Here is a listing, set out below; repeat its lines from the one with "# holes follow the even-odd rule" to the last, both included, and leave out the pictures.

START Source data

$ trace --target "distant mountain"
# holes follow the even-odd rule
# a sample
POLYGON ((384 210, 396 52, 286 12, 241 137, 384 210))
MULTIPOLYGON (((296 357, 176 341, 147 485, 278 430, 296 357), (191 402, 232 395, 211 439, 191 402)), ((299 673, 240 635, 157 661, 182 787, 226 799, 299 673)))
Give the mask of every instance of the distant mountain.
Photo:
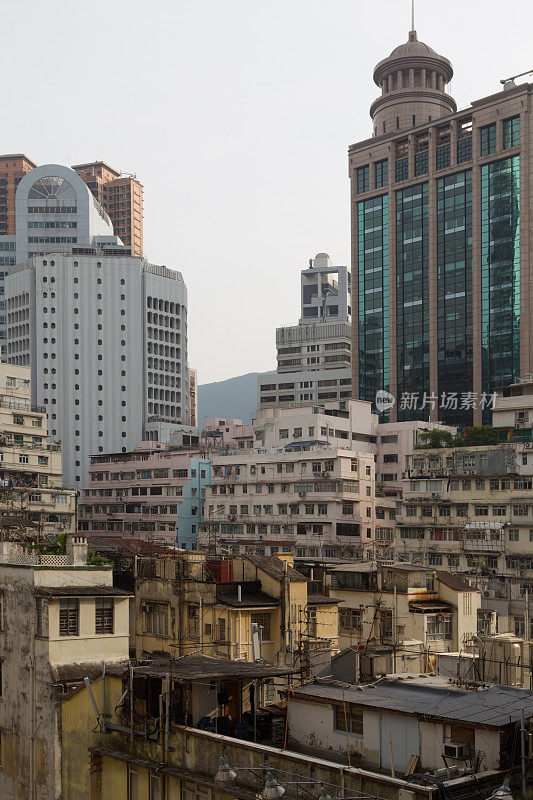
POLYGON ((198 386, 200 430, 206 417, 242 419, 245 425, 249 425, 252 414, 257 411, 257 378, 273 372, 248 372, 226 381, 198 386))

END Source data

* Reply to the exercise:
# holes follow the even-odd rule
# a sample
POLYGON ((384 210, 396 52, 286 12, 241 137, 384 210))
MULTIPOLYGON (((296 357, 176 341, 147 485, 278 430, 296 357), (191 402, 232 395, 211 439, 191 402)), ((299 673, 240 635, 157 661, 182 787, 226 799, 299 673)))
Give the mask of every instance of the distant mountain.
Photo:
POLYGON ((198 386, 200 430, 206 417, 242 419, 245 425, 249 425, 252 414, 257 411, 257 378, 273 372, 248 372, 226 381, 198 386))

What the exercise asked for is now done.